▶ [Texto extraído]:
------

El blanco que boga en la página es tanto o más importante que su oscura contraparte. Y en ese espacio vacío hay siempre algo de externo, de inalcanzable, dicho de otra forma, algo del origen. Es el soporte que ejerce la parte romántica de la escritura, ya papel o pantalla, ya muro o arena, el soporte involucra una autoridad de la materia sobre nuestras obras, porque el acto de escribir es un acto de eterna reinauguración en el que uno viene y va para transformar o para añadir algo a lo que ya estaba, y aquí no hay dilema fundamental.

El hecho es contundente: el papel antecede al lápiz: el soporte es primero que la idea, es su basamento. A las líneas sueltas en las páginas se les llama viudas o huérfanas. El papel, en cambio, no enviuda ni entraña orfandad. Así, es imposible que esos blancos evidentes entre las líneas no evoquen la poética inherente a la cimentación. De alguna manera, la escritura no puede olvidar esto.

------

▶ [Registros extraídos]:
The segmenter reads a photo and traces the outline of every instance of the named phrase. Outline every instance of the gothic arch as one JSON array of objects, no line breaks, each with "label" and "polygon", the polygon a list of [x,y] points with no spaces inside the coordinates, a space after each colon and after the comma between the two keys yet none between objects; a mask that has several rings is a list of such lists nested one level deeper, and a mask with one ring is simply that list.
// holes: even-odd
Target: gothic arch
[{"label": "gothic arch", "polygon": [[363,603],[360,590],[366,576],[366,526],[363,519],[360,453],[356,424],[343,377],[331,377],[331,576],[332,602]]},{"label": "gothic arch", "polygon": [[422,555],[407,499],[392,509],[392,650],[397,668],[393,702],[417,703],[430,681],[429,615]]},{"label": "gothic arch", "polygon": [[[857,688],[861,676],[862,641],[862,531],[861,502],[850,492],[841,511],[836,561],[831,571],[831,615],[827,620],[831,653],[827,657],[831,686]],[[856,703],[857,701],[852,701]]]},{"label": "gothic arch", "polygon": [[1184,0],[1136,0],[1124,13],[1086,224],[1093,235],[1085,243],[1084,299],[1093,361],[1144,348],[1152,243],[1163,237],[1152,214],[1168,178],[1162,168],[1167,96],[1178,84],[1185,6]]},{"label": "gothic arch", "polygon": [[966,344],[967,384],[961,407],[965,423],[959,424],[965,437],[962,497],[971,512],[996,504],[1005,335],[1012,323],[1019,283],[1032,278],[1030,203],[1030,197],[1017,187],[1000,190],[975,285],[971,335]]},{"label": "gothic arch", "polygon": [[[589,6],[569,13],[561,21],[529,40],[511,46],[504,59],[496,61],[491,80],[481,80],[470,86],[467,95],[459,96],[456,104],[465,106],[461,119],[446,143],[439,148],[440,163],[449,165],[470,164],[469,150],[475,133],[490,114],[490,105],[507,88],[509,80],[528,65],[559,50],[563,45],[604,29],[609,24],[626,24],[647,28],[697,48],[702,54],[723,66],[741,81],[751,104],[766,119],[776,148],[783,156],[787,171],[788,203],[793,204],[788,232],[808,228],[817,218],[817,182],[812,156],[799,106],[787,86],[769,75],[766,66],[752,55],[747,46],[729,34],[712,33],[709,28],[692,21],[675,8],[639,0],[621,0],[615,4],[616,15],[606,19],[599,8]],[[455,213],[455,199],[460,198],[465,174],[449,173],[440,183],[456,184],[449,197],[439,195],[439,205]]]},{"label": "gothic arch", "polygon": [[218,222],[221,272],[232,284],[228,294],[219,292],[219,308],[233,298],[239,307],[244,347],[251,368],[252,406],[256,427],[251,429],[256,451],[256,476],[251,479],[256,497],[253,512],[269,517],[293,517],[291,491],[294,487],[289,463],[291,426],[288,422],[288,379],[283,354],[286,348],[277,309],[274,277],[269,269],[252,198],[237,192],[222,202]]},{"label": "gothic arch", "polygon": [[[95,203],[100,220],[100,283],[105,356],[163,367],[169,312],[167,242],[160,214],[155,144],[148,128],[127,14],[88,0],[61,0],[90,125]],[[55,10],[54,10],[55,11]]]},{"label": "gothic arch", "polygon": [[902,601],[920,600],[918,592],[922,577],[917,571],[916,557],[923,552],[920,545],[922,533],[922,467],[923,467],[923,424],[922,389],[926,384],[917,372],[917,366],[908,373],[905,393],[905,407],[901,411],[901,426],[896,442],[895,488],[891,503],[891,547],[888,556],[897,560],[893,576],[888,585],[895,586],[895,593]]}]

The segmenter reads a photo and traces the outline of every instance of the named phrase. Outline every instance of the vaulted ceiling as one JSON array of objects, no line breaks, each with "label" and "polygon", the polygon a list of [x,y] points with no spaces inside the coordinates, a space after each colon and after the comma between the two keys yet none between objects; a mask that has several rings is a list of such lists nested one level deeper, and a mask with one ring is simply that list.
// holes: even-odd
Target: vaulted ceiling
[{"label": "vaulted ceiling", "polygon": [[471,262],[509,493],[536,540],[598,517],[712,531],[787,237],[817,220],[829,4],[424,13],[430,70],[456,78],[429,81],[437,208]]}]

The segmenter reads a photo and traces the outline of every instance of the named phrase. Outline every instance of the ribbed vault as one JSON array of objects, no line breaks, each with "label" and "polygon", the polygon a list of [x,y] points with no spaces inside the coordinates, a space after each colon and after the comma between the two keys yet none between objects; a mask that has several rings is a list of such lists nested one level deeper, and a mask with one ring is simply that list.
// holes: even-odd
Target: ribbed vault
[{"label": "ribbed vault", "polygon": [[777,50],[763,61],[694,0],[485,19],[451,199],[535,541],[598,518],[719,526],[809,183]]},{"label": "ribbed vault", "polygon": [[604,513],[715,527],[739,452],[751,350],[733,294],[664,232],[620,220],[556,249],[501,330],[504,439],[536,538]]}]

------

▶ [Instrucciones]:
1. Según el texto sobre el blanco de la página, ¿qué nombre reciben las líneas sueltas en las páginas?
2. Escribe la continuación del texto sobre el blanco de la página a partir de su última oración.
Los ítems no intervienen en nada de lo que aquí se pide.

▶ [Respuestas]:
1. Se les llama viudas o huérfanas.

2.
Bajo tal enfoque inferimos que lo más humano al respecto es el significante lápiz y que lo más natural es la significativa materia que, entre otras cosas, alberga la danza de lo que escribe. Valerio Magrelli expresa: “Ser lápiz es secreta ambición. / Arder sobre el papel lentamente / y en el papel quedarse en otra nueva forma sugerido. / Hacerse así de carne signo, de instrumento fina osamenta del pensar”. Es ésta otra perspectiva del concepto de naturaleza. Los animales no escriben no porque carezcan de raciocinio, sino porque se hallan integrados a su entorno; eso es: a diferencia de nosotros, los animales se hallan, y la escritura, más que ser producto del mero hecho de pensar, denota algo distinto: la falta de adhesión del hombre a la naturaleza. La literatura, comentaba el poeta antiguo Han Yu: “se debe a la ruptura de nuestro equilibrio”. Así, la naturaleza: las plantas y los animales, dicho literalmente, nos corrigen; nos señalan constantemente el hipotético camino de nuestro género, nos invitan a hallarnos. El blanco es entonces una consideración del mundo en calidad de ese hogar del que no somos dueños sino huéspedes. Uno escribe para ser huésped en el papel. El papel, como el cosmos, es bello siempre: es base y superficie. La naturaleza es bella pero no nos necesita; y ante la lógica de esta verdad escribimos adrede un argumento contrario, una premisa que sustente nuestro sentido, sumándonos al mundo con eso que somos de resta. Por eso todo lenguaje es alimentario. Sin él morimos, no como animales, y sí como humanos. Está más que probado que un bebé biológicamente saludable se deprime o perece si nadie le habla. Tanto así somos palabra. El más auténtico romance es ser así de la naturaleza.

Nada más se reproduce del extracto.